### REQUIRED ACTION
The answer must consist of every line from the data that holds "pixel".

### Collected data entries
* * * *
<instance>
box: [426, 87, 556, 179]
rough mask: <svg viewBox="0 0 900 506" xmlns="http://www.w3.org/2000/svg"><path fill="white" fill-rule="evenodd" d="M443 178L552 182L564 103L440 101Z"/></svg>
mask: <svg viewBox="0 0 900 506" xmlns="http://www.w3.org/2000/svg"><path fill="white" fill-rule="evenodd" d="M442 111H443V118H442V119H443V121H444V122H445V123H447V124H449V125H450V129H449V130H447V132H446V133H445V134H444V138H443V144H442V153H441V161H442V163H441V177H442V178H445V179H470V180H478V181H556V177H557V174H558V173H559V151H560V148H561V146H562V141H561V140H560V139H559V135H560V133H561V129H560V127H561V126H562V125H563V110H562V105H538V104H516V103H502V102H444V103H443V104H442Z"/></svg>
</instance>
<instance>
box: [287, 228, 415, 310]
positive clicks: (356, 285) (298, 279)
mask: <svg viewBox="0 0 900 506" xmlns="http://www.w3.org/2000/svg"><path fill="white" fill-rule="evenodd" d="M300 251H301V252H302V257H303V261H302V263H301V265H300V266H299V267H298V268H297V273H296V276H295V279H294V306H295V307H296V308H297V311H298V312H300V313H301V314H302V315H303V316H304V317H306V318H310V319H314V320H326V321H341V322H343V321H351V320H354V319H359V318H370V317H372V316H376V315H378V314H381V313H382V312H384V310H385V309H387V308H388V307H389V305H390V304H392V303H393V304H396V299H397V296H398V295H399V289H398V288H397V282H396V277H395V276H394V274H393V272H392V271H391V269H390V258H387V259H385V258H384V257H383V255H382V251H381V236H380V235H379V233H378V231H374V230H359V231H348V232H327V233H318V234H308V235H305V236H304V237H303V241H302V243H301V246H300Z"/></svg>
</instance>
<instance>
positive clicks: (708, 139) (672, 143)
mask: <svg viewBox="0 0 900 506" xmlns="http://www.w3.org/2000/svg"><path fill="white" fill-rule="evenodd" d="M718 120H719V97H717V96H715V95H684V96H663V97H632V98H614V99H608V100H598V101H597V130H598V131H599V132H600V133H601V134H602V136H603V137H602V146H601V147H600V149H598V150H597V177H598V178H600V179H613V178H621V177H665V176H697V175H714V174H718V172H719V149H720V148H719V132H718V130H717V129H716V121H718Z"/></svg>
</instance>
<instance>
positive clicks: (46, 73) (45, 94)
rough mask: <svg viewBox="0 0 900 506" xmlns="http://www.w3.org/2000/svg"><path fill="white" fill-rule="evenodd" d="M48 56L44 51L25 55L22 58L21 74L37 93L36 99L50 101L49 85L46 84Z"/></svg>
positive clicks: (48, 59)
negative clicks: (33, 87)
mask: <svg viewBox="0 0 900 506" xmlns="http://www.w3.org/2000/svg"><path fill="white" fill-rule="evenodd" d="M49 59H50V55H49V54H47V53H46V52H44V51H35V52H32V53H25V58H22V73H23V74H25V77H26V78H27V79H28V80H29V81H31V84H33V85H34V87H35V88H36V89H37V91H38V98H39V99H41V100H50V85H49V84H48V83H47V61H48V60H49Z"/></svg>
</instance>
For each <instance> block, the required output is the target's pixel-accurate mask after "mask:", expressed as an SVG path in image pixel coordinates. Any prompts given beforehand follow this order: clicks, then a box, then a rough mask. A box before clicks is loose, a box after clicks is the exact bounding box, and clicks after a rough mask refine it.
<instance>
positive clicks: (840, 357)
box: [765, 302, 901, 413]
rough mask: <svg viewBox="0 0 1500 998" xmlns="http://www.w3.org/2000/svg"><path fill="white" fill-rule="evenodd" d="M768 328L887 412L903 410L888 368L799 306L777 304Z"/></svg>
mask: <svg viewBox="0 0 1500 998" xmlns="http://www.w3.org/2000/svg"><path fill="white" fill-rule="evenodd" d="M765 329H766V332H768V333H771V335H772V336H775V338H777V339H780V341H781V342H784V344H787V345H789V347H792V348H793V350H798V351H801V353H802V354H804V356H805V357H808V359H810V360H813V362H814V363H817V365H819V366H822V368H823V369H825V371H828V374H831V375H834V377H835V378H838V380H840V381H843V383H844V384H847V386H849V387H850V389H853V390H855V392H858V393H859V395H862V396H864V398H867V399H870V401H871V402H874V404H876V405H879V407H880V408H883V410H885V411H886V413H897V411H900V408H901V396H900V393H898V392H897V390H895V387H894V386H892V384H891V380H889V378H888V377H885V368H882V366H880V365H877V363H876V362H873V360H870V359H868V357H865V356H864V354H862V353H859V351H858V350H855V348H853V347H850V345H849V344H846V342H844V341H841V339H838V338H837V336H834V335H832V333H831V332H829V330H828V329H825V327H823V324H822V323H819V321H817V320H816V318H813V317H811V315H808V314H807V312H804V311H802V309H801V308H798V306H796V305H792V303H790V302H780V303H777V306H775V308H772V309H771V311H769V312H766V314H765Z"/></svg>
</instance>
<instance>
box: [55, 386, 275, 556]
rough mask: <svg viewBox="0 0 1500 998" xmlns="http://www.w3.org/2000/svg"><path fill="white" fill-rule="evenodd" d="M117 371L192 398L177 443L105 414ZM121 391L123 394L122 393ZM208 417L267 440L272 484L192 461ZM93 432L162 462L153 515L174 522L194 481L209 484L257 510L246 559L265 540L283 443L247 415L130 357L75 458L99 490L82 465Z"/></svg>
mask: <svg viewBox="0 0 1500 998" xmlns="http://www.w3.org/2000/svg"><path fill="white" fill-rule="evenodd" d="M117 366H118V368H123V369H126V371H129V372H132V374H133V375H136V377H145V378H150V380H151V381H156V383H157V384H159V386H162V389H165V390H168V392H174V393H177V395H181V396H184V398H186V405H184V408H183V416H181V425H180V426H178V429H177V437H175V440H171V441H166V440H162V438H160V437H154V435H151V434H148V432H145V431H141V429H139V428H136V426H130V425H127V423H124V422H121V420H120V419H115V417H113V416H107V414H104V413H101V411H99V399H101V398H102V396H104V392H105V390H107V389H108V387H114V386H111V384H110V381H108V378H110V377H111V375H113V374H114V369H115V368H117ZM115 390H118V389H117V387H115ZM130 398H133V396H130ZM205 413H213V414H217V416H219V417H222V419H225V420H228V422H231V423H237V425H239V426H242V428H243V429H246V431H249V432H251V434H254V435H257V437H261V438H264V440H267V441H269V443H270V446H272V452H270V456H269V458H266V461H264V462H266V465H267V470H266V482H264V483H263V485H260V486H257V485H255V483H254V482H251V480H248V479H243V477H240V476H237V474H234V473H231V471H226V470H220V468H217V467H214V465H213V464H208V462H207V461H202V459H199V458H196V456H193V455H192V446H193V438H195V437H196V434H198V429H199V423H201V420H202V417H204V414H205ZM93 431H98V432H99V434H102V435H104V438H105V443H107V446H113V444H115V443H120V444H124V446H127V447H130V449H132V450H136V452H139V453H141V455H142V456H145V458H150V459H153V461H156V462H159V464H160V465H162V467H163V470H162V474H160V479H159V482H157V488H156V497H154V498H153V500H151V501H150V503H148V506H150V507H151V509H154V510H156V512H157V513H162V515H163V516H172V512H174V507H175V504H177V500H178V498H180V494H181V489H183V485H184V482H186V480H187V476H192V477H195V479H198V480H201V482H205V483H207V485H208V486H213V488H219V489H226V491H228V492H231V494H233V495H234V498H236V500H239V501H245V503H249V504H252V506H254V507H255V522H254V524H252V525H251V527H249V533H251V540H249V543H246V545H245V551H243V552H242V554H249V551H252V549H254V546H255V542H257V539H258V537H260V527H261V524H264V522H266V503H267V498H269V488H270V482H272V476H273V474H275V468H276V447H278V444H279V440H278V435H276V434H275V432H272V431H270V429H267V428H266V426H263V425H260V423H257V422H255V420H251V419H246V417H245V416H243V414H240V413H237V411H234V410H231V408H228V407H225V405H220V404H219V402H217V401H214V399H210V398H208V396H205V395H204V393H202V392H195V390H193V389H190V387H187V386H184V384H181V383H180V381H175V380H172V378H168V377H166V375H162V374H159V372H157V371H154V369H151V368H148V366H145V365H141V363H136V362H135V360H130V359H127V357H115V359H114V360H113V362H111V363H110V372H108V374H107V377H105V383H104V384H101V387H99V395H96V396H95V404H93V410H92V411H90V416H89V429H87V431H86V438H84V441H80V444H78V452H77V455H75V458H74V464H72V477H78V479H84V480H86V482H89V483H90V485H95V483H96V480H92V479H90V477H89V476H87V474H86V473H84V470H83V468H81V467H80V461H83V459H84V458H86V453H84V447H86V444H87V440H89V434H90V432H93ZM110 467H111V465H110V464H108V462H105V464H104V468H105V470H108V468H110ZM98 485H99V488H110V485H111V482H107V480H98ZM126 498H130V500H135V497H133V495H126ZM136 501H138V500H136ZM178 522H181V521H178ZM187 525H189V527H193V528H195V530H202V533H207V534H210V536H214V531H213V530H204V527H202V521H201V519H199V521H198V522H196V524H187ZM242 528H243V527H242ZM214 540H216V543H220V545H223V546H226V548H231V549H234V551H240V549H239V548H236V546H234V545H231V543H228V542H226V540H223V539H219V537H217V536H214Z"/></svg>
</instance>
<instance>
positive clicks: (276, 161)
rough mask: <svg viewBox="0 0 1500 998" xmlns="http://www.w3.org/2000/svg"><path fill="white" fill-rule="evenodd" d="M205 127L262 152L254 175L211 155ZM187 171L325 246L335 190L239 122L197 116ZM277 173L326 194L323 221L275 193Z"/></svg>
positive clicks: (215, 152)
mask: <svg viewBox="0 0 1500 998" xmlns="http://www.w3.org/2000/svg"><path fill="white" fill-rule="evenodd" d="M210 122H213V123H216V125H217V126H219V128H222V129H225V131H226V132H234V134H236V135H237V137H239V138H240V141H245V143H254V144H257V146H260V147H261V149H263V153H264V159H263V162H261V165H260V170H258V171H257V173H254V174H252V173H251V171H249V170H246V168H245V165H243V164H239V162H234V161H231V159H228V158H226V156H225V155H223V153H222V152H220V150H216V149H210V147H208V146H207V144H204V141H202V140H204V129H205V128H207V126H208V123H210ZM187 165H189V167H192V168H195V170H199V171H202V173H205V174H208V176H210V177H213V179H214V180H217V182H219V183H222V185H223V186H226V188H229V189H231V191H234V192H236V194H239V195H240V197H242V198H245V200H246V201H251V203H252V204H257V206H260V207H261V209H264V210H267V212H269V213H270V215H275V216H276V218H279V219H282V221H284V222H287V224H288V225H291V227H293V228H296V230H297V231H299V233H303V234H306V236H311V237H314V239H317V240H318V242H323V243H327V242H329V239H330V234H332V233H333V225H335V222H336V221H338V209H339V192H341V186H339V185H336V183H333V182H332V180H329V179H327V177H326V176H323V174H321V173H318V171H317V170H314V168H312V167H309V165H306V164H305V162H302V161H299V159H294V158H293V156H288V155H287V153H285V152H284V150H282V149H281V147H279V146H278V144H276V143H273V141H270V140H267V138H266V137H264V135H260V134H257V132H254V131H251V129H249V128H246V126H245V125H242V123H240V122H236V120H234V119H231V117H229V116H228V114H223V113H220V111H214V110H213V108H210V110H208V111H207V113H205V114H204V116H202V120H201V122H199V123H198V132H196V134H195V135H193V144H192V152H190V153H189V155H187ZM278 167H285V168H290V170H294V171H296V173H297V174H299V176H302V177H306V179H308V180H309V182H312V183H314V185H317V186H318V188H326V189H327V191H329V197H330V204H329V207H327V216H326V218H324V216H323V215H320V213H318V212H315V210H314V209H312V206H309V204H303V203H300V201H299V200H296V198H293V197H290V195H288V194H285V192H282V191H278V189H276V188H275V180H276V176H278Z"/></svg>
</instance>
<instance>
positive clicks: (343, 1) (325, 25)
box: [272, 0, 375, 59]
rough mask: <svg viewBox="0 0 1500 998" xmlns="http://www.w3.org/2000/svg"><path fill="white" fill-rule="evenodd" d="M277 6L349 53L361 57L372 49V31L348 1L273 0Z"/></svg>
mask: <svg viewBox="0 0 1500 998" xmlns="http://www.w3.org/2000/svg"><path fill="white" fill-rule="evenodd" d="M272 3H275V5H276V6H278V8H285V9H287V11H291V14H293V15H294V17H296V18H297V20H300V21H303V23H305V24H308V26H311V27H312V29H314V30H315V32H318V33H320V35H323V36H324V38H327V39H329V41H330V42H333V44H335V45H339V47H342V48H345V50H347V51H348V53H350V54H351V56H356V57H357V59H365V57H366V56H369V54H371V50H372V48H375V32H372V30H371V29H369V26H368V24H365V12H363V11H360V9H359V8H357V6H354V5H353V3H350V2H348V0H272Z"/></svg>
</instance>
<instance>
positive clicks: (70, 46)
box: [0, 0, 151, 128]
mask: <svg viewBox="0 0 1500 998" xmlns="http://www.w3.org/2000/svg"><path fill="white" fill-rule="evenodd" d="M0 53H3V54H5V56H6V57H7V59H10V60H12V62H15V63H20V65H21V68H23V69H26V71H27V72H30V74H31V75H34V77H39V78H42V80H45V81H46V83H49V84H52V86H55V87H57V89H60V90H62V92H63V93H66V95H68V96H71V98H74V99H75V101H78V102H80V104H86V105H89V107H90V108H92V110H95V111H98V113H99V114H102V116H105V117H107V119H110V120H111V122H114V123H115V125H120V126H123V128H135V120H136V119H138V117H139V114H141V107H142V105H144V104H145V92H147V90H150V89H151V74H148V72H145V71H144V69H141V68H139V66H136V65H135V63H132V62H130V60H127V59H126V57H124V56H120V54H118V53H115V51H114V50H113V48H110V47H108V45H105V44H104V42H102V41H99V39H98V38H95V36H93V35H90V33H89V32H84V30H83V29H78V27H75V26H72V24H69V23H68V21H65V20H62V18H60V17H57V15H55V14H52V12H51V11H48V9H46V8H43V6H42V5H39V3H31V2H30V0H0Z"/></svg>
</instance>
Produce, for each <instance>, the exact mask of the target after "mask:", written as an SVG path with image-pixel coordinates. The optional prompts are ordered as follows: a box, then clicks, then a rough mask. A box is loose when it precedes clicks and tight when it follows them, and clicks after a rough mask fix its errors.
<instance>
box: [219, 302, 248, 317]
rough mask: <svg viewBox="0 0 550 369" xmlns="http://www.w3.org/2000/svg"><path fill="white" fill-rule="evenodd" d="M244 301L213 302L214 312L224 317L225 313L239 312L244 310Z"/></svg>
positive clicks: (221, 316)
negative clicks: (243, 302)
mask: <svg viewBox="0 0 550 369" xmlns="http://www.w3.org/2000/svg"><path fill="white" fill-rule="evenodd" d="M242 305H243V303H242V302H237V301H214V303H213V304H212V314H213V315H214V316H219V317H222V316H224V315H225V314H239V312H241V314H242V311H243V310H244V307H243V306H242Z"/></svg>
* * * *
### SOLUTION TO THIS EXERCISE
For each <instance> block, the required output is the target's pixel-accurate mask after "mask:", expressed as an SVG path in image pixel coordinates. Any prompts given beforehand follow this order: clicks, then a box, then a rough mask. A box before clicks is loose, a box after clicks is the exact bounding box, and clicks after a rough mask refine it.
Produce, for each <instance>, the exact mask of the target after "mask:", written as an SVG path with image-pixel coordinates. The optional prompts are ordered as follows: a box, then clicks, then a rough mask. A box is loose when it precedes clicks and tight when it follows them, and clicks after a rough mask fix its errors.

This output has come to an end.